The first one works the way it does because doing anything else would require dynamically-allocating a new variable, and would require garbage collection to free it. That is not how C and C++ work.
The primary reason that string literals can't be modified (without undefined behavior) is to support string literal merging.
Long ago, when memory was much tighter than today, compiler authors noticed that many programs had the same string literals repeated many times--especially things like mode strings being passed to fopen (e.g., f = fopen("filename", "r");) and simple format strings being passed to printf (e.g., printf("%d\n", a);).
To save memory, they'd avoid allocating separate memory for each instance of these strings. Instead, they'd allocate one piece of memory, and point all the pointers at it.
In a few cases, they got even trickier than that, to merge literals that were't even entirely identical. For example consider code like this:
printf("%s\t%d\n", a);
/* ... */
printf("%d\n", b);
In this case, the string literals aren't entirely identical, but the second one is identical part of the end of the first. In this case, they'd still allocate one piece of memory. One pointer would point to the beginning of the memory, and the other to the position of the %d in that same block of memory.
With a possibility (but no requirement for) string literal merging, it's essentially impossible to say what behavior you'll get when you modify a string literal. If string literals are merged, modifying one string literal might modify others that are identical, or end identically. If string literals are not merged, modifying one will have no effect on any other.

▶ Material supplied:
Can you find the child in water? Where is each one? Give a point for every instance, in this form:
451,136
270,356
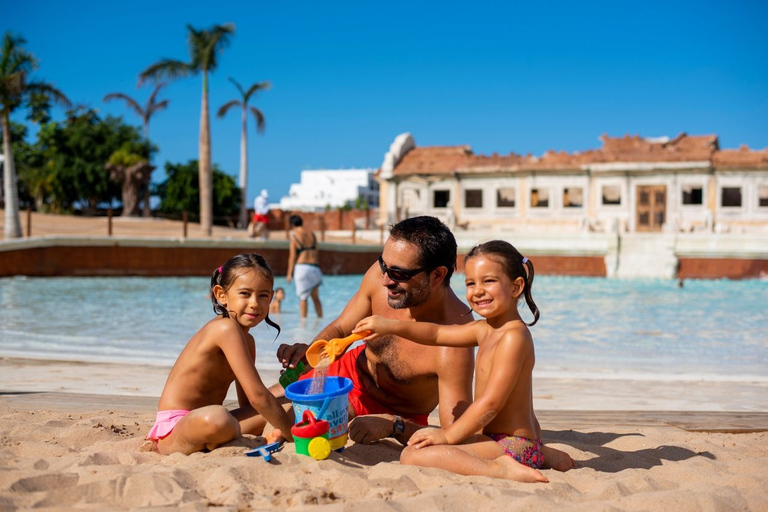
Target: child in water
190,414
510,444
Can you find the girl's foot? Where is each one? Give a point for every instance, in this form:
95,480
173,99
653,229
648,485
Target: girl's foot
513,470
273,435
556,459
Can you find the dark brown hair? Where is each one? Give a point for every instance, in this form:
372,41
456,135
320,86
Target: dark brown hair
226,274
514,265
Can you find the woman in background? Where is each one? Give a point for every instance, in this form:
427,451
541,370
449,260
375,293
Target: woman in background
303,266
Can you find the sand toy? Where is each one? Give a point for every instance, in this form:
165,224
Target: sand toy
332,348
311,437
264,451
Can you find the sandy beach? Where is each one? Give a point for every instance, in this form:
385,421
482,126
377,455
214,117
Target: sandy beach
71,434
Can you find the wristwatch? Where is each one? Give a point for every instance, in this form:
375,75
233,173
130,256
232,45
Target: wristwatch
398,427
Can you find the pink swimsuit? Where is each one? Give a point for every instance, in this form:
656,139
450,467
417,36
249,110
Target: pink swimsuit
165,421
523,450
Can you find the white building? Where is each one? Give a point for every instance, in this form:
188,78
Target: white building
334,188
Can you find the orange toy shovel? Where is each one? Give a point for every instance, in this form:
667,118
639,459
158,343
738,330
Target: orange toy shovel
331,349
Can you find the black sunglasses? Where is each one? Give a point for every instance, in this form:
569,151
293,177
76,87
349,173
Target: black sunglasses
397,274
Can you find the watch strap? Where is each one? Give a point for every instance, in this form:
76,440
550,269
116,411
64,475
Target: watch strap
398,426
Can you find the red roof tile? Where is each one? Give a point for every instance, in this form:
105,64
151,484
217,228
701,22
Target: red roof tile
449,159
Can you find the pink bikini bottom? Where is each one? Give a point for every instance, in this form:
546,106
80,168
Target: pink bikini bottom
165,421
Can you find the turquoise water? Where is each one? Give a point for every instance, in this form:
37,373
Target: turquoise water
709,329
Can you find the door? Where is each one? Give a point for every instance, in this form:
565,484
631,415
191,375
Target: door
651,207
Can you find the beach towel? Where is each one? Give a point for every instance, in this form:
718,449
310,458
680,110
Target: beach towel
307,277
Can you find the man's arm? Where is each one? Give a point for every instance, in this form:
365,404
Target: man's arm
358,307
455,368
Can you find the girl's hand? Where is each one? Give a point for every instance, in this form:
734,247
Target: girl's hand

▶ Directions:
A) In the passage on C string literals, what is the primary reason given that string literals can't be modified without undefined behavior?
B) Using the passage on C string literals, explain why it is essentially impossible to say what behavior results from modifying a string literal.
The records are not needed for this work.

▶ Results for each task:
A) The primary reason is to support string literal merging.

B) String literal merging is possible but not required. If literals are merged, modifying one might also modify others that are identical or that end identically. If they are not merged, modifying one has no effect on any other.